WHAT YOU ARE ASKED TO DO:
Present the lines below as a Markdown table with the columns No. and Line: number each line in the first column and put its text in the second, leaving out blank lines.

EXERCISE MATERIALS:

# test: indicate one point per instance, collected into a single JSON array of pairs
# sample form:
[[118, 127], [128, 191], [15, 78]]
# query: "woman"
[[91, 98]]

WRITTEN ANSWER:
| No. | Line |
|---|---|
| 1 | # test: indicate one point per instance, collected into a single JSON array of pairs |
| 2 | # sample form: |
| 3 | [[118, 127], [128, 191], [15, 78]] |
| 4 | # query: "woman" |
| 5 | [[91, 98]] |